» TEXT TO READ
-- BEGIN --
Yes. USD in your Voyager cash account is held at Metropolitan Commercial Bank of New York (“MCB”) and is FDIC insured. That means you are covered in the event of MCB’s failure, up to a maximum of $250,000 per Voyager customer. FDIC insurance does not protect against the failure of Voyager, but to be clear: Voyager does not hold customer cash, that cash is held at MCB.
I'm not even sure this rings true.

It's perfectly true, so long as you treat the not-a-legal-term there "customer cash" as meaning only holdings in USD at that time. Your cash held at MCB is FDIC insured for as long as it's at MCB. What they fail to say, just like they fail to say "the reason we have $630 million in claims against 3AC is because 3AC doesn't have $630 million to pay them," is that that protection lasts for fractions of a second. When Voyager is taking your cash to buy crypto, or giving you cash because you sold crypto, it has to keep that cash somewhere that's either going into or out of the crypto ecosystem, and than for that brief moment when that cash is still in Voyager's bank account at MCB after it's sent from your bank or before they send it to your bank, it's insured.

Jean-Paul Shartre fucked around with this message at 21:45 on Jul 11, 2022

graventy
Jul 28, 2006

Fun Shoe
https://twitter.com/SilvermanJacob/status/1546428060014153730


lol at them framing it as a good thing.

Salt Fish
Sep 11, 2003

Cybernetic Crumb

That picture of a 80 megawatt random number guessing factory is one of the most existentially horrifying things.... It's a loving giant datacenter that turns dinosaur goo into loving random numbers

when you die of heat stroke remember that at least for a few years we had a LOT of random numbers being generated and then discarded.

Serious_Cyclone
Oct 25, 2017

I appreciate your patience, this is a tricky maneuver

I too contribute power to Texas's grid, in the sense that I'm not currently drawing power from Texas's grid (since I wouldn't step foot in TX even if you offered to pay me) so I should be credited with creating the electricity that I didn't use but also didn't create.
-- END --
» THE TASKS
(1) In the forum thread about Voyager and crypto, at which bank is the USD in a Voyager cash account held?
(2) Carry on the forum thread about Voyager and crypto from its final post, adding the next few replies in the same style.

[Labels for object points]
-- BEGIN --
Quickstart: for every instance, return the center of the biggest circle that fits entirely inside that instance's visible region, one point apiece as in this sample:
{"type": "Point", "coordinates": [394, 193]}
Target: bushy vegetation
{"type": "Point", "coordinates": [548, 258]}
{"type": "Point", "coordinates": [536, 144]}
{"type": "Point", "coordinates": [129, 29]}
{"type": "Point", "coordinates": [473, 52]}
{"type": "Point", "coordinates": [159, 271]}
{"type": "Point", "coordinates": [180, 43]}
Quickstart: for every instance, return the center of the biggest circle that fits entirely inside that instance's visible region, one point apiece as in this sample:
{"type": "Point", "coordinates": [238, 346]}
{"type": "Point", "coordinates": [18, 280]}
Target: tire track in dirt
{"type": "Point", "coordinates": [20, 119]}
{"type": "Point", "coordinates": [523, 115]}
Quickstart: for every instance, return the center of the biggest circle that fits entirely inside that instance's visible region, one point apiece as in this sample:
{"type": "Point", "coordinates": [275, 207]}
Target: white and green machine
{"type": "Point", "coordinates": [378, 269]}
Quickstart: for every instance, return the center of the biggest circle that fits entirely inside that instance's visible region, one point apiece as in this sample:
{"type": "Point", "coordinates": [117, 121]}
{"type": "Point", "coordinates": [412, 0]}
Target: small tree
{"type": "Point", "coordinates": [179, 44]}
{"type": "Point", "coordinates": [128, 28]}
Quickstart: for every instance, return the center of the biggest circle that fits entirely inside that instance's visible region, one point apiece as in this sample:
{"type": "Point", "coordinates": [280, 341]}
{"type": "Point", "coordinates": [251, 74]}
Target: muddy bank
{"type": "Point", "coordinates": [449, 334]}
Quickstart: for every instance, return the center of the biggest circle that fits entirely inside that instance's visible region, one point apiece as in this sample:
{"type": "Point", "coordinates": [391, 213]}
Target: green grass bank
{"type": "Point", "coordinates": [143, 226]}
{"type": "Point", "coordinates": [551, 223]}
-- END --
-- BEGIN --
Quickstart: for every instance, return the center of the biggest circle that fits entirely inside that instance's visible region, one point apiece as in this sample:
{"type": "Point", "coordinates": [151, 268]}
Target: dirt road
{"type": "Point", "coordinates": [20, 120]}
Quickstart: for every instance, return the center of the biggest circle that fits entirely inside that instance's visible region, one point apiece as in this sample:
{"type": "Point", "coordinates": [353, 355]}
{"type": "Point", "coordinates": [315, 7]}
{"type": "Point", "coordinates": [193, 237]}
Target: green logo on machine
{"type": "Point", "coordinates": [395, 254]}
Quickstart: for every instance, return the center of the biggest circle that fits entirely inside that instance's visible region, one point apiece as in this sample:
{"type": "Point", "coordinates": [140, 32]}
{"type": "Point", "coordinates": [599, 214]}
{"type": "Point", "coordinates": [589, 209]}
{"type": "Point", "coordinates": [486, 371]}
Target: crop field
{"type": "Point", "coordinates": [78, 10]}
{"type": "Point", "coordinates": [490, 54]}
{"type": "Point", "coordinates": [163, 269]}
-- END --
» RESULTS FOR EACH TASK
(1) It is held at Metropolitan Commercial Bank of New York (MCB).

(2)
There Bias Two
Jan 13, 2009
I'm not a good person


What insane logic are they using to claim that mining is contributing to the power grid?

Devor
Nov 30, 2004
Lurking more.

There Bias Two posted:

What insane logic are they using to claim that mining is contributing to the power grid?

They voluntarily stopped draining it!

See also: how I saved lives by not murdering people

tango alpha delta
Sep 9, 2011

Ask me about my wealthy lifestyle and passive income! I love bragging about my wealth to my lessers! My opinions are more valid because I have more money than you! Stealing the fruits of the labor of the working class is okay, so long as you don't do it using crypto. More money = better than!

There Bias Two posted:

What insane logic are they using to claim that mining is contributing to the power grid?

lol, i'll bet money that some idiot read about the regenerative braking feature on electric vehicles and thought, "hey, maybe we do that too in crypto, somehow."

Nessus
Dec 22, 2003

After a Speaker vote, you may be entitled to a valuable coupon or voucher!



In so far as there would be reasoning, it would probably go something like "Bitcoin mining produced power demand, so the market created more infrastructure to meet that demand, so now by virtuously stopping our mining, that capacity can help people!"

As opposed to another framing, equally accurate, which would be "Bitcoin miners parasitically absorb inexpensive power, making it scarcer for the average person even if more is produced, while producing CO2 emissions and supported primarily by other grifters who find it politically congenial."

But hey, the whole 'become Wealthy by Owning Thing that Does Work' idea -- it's part of the founding idea of Texas!

Nessus
Dec 22, 2003

After a Speaker vote, you may be entitled to a valuable coupon or voucher!



And like, the thing is that this power is completely useless - it produces no value, other than facilitating the transfer of grift money into the pockets of the miners. If this was like Texas aluminum mills or something and they were posting this, then yes they would be doing a small good thing worthy of a polite clapping of hands even if the motive was in part crashing aluminum prices, or something.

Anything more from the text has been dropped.